Any factors with a sizeof() of "unsigned char", "char", and "u8" were
dropped, since they're redundant.
The tools/ directory was manually excluded, since it has its own
implementation of kmalloc().
The Coccinelle script used for this was:
// Fix redundant parens around sizeof().
@@
type TYPE;
expression THING, E;
@@
(
kmalloc(
- (sizeof(TYPE)) * E
+ sizeof(TYPE) * E
, ...)
|
kmalloc(
- (sizeof(THING)) * E
+ sizeof(THING) * E
, ...)
)
// Drop single-byte sizes and redundant parens.
@@
expression COUNT;
typedef u8;
typedef __u8;
@@
(
kmalloc(
- sizeof(u8) * (COUNT)
+ COUNT
, ...)
|
kmalloc(
- sizeof(__u8) * (COUNT)
+ COUNT
, ...)
|
kmalloc(
- sizeof(char) * (COUNT)
+ COUNT
, ...)
|
kmalloc(
- sizeof(unsigned char) * (COUNT)
+ COUNT
, ...)
|
kmalloc(
- sizeof(u8) * COUNT
+ COUNT
, ...)
|
kmalloc(
- sizeof(__u8) * COUNT
+ COUNT
, ...)
|
kmalloc(
- sizeof(char) * COUNT
+ COUNT
, ...)
|
kmalloc(
- sizeof(unsigned char) * COUNT
+ COUNT
, ...)
)
// 2-factor product with sizeof(type/expression) and identifier or constant.
@@
type TYPE;
expression THING;
identifier COUNT_ID;
constant COUNT_CONST;
@@
(
- kmalloc
+ kmalloc_array
(
- sizeof(TYPE) * (COUNT_ID)
+ COUNT_ID, sizeof(TYPE)
, ...)
|
- kmalloc
+ kmalloc_array
(
- sizeof(TYPE) * COUNT_ID
+ COUNT_ID, sizeof(TYPE)
, ...)
|
- kmalloc
+ kmalloc_array
(
- sizeof(TYPE) * (COUNT_CONST)

**Written problem 1**
According to the kmalloc excerpt, why was the tools/ directory left out of the changes?
**Written problem 2**
Proceed with the kmalloc excerpt, picking up after its final line.
The records that come next are separate material, unrelated to the kmalloc excerpt.

**Data**
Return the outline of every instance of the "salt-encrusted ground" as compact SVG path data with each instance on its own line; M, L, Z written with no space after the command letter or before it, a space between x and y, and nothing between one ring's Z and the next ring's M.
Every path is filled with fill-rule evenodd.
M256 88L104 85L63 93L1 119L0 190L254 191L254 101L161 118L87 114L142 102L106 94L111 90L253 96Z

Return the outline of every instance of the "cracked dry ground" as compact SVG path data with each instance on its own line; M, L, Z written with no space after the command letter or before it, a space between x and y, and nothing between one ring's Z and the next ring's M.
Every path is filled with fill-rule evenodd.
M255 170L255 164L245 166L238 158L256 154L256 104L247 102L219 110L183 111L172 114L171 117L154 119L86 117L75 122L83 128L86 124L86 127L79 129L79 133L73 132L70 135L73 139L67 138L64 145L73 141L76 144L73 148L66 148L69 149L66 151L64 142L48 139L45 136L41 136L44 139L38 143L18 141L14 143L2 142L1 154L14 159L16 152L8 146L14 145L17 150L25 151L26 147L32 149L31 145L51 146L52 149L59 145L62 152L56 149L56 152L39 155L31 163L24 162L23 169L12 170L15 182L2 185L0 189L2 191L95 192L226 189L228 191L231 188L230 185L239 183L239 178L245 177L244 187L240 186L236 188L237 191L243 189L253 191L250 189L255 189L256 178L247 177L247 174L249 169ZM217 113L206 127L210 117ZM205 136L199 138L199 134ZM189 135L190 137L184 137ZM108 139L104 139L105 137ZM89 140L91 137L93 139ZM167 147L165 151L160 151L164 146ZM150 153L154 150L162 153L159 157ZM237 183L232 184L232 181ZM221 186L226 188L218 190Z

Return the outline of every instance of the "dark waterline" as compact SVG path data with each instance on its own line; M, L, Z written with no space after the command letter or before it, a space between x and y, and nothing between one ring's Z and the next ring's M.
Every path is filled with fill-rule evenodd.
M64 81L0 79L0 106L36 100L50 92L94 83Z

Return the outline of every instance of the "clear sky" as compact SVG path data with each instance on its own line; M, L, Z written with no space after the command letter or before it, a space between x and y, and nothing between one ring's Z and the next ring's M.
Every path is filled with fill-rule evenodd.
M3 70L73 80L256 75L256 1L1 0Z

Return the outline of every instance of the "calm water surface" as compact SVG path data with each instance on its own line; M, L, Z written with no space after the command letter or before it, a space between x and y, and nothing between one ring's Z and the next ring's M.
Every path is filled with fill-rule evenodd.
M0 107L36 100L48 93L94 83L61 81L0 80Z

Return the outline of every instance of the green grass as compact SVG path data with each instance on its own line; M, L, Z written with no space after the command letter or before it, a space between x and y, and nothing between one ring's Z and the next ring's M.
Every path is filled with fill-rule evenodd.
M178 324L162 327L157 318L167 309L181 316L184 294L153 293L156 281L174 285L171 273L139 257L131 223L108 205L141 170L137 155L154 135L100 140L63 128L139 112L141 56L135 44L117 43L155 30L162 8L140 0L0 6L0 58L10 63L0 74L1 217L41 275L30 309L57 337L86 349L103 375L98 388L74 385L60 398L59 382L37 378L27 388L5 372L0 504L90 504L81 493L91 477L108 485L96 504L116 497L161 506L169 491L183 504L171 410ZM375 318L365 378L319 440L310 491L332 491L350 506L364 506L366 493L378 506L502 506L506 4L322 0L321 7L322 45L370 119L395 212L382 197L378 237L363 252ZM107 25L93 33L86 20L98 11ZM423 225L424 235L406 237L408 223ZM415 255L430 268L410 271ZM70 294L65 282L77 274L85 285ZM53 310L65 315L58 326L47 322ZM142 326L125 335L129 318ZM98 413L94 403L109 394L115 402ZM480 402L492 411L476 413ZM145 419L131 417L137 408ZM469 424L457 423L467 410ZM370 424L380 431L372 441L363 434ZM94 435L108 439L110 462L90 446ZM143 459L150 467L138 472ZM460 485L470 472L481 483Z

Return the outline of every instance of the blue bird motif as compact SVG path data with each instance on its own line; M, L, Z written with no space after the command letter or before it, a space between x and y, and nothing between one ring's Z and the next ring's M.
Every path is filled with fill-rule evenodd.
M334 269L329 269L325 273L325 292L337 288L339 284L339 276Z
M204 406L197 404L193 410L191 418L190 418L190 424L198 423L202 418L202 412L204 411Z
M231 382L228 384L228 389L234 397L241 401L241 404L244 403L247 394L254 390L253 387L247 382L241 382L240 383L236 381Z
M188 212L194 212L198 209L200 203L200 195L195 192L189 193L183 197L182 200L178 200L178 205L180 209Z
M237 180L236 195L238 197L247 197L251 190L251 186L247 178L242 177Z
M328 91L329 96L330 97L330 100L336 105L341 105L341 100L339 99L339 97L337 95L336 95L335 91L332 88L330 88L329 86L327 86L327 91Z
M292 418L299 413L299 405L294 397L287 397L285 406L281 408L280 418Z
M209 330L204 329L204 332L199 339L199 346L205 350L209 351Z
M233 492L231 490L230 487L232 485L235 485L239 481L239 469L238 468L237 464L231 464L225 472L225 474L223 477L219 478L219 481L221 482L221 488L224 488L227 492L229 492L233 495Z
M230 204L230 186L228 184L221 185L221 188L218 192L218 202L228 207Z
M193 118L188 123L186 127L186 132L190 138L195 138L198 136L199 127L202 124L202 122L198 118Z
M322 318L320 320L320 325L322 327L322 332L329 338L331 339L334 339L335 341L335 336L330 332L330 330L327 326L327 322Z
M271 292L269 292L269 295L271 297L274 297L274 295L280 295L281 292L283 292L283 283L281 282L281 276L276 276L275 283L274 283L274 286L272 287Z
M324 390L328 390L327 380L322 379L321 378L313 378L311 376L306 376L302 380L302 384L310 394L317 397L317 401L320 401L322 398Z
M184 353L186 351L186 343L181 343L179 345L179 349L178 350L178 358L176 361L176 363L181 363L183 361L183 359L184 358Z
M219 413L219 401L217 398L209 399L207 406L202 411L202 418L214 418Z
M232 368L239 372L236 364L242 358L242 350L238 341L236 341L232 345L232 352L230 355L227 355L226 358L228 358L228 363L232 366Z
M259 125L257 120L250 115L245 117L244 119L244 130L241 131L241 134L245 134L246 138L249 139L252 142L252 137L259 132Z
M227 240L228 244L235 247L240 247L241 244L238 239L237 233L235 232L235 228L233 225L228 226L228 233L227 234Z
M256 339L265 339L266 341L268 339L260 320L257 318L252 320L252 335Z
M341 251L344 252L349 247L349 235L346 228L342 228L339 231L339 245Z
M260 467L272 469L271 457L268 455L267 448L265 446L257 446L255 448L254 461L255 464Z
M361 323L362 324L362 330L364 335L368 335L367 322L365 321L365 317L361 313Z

**Reply 1**
It has its own implementation of kmalloc().

**Reply 2**
+ COUNT_CONST, sizeof(TYPE)
, ...)
|
- kmalloc
+ kmalloc_array
(
- sizeof(TYPE) * COUNT_CONST
+ COUNT_CONST, sizeof(TYPE)
, ...)
|
- kmalloc
+ kmalloc_array
(
- sizeof(THING) * (COUNT_ID)
+ COUNT_ID, sizeof(THING)
, ...)
|
- kmalloc
+ kmalloc_array
(
- sizeof(THING) * COUNT_ID
+ COUNT_ID, sizeof(THING)
, ...)
|
- kmalloc
+ kmalloc_array
(
- sizeof(THING) * (COUNT_CONST)
+ COUNT_CONST, sizeof(THING)
, ...)
|
- kmalloc
+ kmalloc_array
(
- sizeof(THING) * COUNT_CONST
+ COUNT_CONST, sizeof(THING)
, ...)
)
// 2-factor product, only identifiers.
@@
identifier SIZE, COUNT;
@@
- kmalloc
+ kmalloc_array
(
- SIZE * COUNT
+ COUNT, SIZE
, ...)
// 3-factor product with 1 sizeof(type) or sizeof(expression), with
// redundant parens removed.
@@
expression THING;
identifier STRIDE, COUNT;
type TYPE;
@@
(
kmalloc(
- sizeof(TYPE) * (COUNT) * (STRIDE)
+ array3_size(COUNT, STRIDE, sizeof(TYPE))
, ...)
|
kmalloc(
- sizeof(TYPE) * (COUNT) * STRIDE
+ array3_size(COUNT, STRIDE, sizeof(TYPE))
, ...)
|
kmalloc(
- sizeof(TYPE) * COUNT * (STRIDE)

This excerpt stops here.